Written exercise A
Do these statements agree with the market summary below? Answer yes or no for each and quote the words of the summary that decide it.
(i) The yuan strengthened against the dollar.
(ii) The yield on the 10-year China Government Bond rose from Tuesday's close.
(iii) Li was speaking to officials from six major provinces.

Text shown
RATES: The seven-day weighted average interbank repo rate for depository institutions (DR007) rose to 1.4146 from the close of 1.3192% on Tuesday, Wind Information showed. The overnight repo average increased to 1.1426% from the previous 1.0793%.
YUAN: The currency strengthened to 6.7757 against the dollar from 6.7919 on Tuesday. The PBOC set the dollar-yuan central parity rate higher at 6.7863, compared with 6.7730 set on Tuesday.
BONDS: The yield on the 10-year China Government Bond was last at 2.6225%, down from Tuesday's close of 2.6325%, according to Wind Information.
STOCKS: The Shanghai Composite Index edged up 0.45% at 3,292.53, while the CSI300 index gained 0.94% to 4,216.96. Hang Seng Index rose 0.46% to 19,922.45.
FROM THE PRESS: Economic powerhouses in China should take the lead and play a key supporting role in stabilizing the economy, with the economy at the most arduous point of its recovery, Xinhua News Agency reported, citing Premier Li Keqiang, who was speaking to officials from six major provinces including Guangdong, Jiangsu and Zhejiang. It is necessary for these provinces with large populations to find more ways to promote spending on big-ticket items such as automobiles and fulfill home purchase demand, Li said. Among the six, four coastal provinces contribute over 60% of the total fiscal transfer to the central government and must complete these payments, Li added.

Written exercise B
Report each line in the rows below that contains the string "white". Case counts.

Stored items from a collection
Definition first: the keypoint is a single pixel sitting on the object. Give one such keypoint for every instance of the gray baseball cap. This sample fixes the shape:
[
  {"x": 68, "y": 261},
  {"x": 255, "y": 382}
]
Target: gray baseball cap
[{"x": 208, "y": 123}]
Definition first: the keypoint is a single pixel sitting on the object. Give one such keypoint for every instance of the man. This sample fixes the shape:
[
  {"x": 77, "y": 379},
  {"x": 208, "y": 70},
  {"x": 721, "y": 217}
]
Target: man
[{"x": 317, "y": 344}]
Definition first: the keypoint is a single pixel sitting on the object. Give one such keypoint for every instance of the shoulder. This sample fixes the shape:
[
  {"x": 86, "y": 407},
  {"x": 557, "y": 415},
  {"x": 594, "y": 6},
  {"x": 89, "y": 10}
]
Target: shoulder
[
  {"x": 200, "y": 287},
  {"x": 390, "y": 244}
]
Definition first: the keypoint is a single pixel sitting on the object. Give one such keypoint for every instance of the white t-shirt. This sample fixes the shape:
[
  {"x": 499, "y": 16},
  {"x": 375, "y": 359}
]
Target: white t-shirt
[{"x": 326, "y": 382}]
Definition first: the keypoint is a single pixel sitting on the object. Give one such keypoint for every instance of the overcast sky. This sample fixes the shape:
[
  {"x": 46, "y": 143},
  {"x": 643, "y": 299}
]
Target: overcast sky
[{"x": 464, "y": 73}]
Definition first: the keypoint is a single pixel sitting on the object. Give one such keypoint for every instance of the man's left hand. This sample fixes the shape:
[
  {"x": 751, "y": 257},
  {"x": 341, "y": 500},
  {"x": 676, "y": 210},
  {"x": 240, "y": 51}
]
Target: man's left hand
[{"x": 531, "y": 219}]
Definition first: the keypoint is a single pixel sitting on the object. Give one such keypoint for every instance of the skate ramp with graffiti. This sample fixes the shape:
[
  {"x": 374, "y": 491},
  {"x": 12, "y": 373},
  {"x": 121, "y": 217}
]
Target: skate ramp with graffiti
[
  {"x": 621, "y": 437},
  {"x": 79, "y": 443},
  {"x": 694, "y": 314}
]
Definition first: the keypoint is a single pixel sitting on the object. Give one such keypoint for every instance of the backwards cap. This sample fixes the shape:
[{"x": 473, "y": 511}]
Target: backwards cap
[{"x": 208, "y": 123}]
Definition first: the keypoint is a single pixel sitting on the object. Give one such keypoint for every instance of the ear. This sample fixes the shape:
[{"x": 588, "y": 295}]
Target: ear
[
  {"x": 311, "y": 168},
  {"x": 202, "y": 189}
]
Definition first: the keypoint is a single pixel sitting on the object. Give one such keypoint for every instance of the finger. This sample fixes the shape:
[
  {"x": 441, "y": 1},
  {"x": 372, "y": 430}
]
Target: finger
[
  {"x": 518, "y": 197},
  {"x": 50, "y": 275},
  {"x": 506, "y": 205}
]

Response A
(i) Yes: "The currency strengthened to 6.7757 against the dollar from 6.7919 on Tuesday."
(ii) No: "down from Tuesday's close of 2.6325%"
(iii) Yes: "who was speaking to officials from six major provinces including Guangdong, Jiangsu and Zhejiang"

Response B
Definition first: the keypoint is a single pixel sitting on the object. Give one such keypoint for every instance of the white t-shirt. This sample fixes the shape:
Target: white t-shirt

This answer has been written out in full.